[EXERCISE AIM]: Could you reproduce every entry that follows, exactly as shown?

╔══

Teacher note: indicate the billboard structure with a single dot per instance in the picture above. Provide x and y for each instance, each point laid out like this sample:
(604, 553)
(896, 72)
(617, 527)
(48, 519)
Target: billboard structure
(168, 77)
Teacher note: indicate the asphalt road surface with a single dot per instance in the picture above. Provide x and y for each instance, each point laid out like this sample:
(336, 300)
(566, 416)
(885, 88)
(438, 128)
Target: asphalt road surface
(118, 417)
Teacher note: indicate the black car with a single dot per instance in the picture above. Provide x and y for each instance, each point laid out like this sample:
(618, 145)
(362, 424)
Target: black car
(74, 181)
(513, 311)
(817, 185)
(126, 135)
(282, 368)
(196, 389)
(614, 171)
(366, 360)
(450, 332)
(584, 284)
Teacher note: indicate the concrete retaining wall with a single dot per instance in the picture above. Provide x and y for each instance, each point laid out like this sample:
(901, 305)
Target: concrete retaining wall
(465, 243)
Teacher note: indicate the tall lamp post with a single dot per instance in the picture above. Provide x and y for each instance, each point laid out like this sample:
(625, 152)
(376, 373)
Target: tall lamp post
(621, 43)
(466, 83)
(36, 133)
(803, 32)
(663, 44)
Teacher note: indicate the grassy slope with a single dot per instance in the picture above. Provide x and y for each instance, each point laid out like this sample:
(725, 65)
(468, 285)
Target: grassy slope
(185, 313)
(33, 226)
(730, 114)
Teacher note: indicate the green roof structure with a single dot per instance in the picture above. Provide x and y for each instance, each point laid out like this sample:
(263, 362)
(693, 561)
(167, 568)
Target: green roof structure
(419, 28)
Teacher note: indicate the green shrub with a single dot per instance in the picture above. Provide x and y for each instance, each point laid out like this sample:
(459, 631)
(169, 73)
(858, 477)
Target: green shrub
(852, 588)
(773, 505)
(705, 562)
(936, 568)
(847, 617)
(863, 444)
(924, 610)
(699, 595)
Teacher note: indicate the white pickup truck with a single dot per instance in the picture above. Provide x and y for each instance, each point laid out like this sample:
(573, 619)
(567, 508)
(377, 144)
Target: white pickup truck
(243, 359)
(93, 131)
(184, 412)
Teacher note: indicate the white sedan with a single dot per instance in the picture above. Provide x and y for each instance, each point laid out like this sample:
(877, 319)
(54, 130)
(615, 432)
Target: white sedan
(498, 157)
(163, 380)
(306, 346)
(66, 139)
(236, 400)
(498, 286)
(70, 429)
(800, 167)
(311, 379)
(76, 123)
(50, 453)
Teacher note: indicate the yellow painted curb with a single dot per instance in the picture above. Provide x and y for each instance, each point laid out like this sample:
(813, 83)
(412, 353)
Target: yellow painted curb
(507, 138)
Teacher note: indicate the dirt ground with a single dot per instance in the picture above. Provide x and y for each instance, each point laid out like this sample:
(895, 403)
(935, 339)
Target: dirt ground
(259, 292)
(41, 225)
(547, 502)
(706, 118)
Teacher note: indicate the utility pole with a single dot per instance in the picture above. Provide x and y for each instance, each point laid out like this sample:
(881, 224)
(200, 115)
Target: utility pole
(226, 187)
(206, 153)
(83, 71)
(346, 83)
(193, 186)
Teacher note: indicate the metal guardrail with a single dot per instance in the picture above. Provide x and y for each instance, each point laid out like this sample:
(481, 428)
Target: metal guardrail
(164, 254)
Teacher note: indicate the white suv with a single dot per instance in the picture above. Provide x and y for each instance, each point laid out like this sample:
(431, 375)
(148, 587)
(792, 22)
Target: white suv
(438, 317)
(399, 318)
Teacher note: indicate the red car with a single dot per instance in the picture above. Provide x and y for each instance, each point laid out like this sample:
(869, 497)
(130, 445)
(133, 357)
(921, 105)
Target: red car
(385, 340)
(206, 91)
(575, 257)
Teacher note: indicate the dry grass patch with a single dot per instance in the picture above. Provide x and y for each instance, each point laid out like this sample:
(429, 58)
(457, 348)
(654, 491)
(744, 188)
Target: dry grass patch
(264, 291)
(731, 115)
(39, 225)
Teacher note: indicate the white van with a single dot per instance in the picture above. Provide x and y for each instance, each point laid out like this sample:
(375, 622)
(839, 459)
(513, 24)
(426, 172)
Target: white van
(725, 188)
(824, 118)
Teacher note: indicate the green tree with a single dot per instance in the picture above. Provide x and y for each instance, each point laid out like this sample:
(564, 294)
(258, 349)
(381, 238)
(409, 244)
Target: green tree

╚══

[ANSWER FOR THE TASK]:
Teacher note: indicate the billboard structure with a single dot per instance in the picture above. Provide x and y for each instance, each point laid out like this sample:
(604, 553)
(896, 72)
(617, 527)
(48, 519)
Target: billboard structure
(168, 77)
Teacher note: indicate the asphalt road surface with a single dot per instance in the picture above. Provide x and y for each instance, each point laid out like this sample:
(336, 300)
(566, 416)
(885, 88)
(438, 128)
Target: asphalt road surface
(118, 417)
Teacher note: indicate the black car with a single dot per instance in the picture above. Provide x and y for each instance, each point laid out like this sample:
(618, 145)
(362, 424)
Target: black car
(74, 181)
(513, 311)
(817, 185)
(126, 135)
(282, 368)
(196, 389)
(614, 171)
(366, 360)
(450, 332)
(584, 284)
Teacher note: indicate the concrete retaining wall with a single dot per instance in the picture above. Provide x and y for each instance, each point laid out like this sample:
(901, 305)
Target: concrete retaining wall
(465, 243)
Teacher note: indicate the tall lamp post with a single dot per instance in the picture above. Provide x and y for each instance, each point laid out like this sample:
(625, 152)
(376, 373)
Target: tall lamp post
(621, 43)
(466, 83)
(36, 133)
(803, 32)
(663, 44)
Teacher note: indicate the grassy slope with a single dot per instance in the picture above. Provide x and y for each instance, each point laid out like this sample:
(725, 65)
(468, 285)
Target: grassy slope
(185, 313)
(33, 226)
(730, 114)
Teacher note: indicate the green roof structure with a single dot per instance in the picture above. Provide x and y for each instance, each point laid out like this sample:
(263, 362)
(693, 561)
(167, 568)
Target: green roof structure
(419, 28)
Teacher note: indicate the green shrub with a single dot per instance in the picture above. Provide x and y for each instance, each point laid out like this sample:
(459, 631)
(169, 73)
(858, 477)
Target: green shrub
(852, 588)
(773, 505)
(705, 562)
(936, 568)
(847, 617)
(863, 444)
(924, 610)
(699, 595)
Teacher note: indicate the white pickup truck with a single dot per instance in the picture above. Provide x and y for each instance, each point laid out like this sample:
(573, 619)
(567, 508)
(377, 144)
Target: white pickup truck
(243, 359)
(93, 131)
(184, 412)
Teacher note: indicate the white sedan with a single dot per instance in the picture above. Provide x and y for each instance, each point laid out like this sample:
(877, 319)
(54, 130)
(615, 432)
Target: white sedan
(498, 157)
(163, 380)
(306, 346)
(66, 139)
(236, 400)
(498, 286)
(70, 429)
(800, 167)
(311, 379)
(76, 123)
(50, 453)
Teacher note: indicate the yellow painted curb with a single dot per instance in the picture above. Provide x and y for each instance, each point laid out like this sample:
(813, 83)
(412, 353)
Target: yellow painted curb
(507, 138)
Teacher note: indicate the dirt ground with a single dot per instance in the picture above. Provide x and y for each instance, each point laid out like this sample:
(895, 403)
(935, 339)
Target: dirt ground
(259, 292)
(41, 225)
(547, 502)
(706, 118)
Teacher note: indicate the utility pole with a single dot per instance in the picture above. Provide x and y for each instance, each point laid out like this sample:
(881, 224)
(200, 115)
Target: utility pole
(226, 187)
(206, 153)
(83, 71)
(346, 83)
(193, 186)
Teacher note: indicate the metal guardrail with a single dot per instance in the picture above. Provide x and y for each instance, each point laid out like this sample:
(481, 428)
Target: metal guardrail
(164, 254)
Teacher note: indicate the white suv with a single dot per instance in the picture above. Provide x and y for each instance, each point laid out like this sample:
(431, 375)
(148, 587)
(792, 22)
Target: white suv
(438, 317)
(399, 318)
Teacher note: indicate the red car with a single dot per instance in the picture above. Provide x and y for each instance, each point laid out like this sample:
(869, 497)
(130, 445)
(133, 357)
(921, 105)
Target: red car
(385, 340)
(206, 91)
(575, 257)
Teacher note: indicate the dry grass patch with a single dot per instance in the picture above. Provide x and y for each instance, each point laid out like this sample:
(429, 58)
(457, 348)
(654, 491)
(744, 188)
Target: dry grass patch
(264, 291)
(731, 115)
(39, 225)
Teacher note: indicate the white van with a single dot per instance in the picture above. Provide x and y for each instance, each point laid out like this sample:
(375, 622)
(839, 459)
(513, 24)
(426, 172)
Target: white van
(725, 188)
(824, 118)
Teacher note: indicate the green tree with a single dot per instance in the picture above. Provide x and y for each instance, each point laid out like this sample:
(564, 294)
(258, 349)
(381, 238)
(409, 244)
Target: green tree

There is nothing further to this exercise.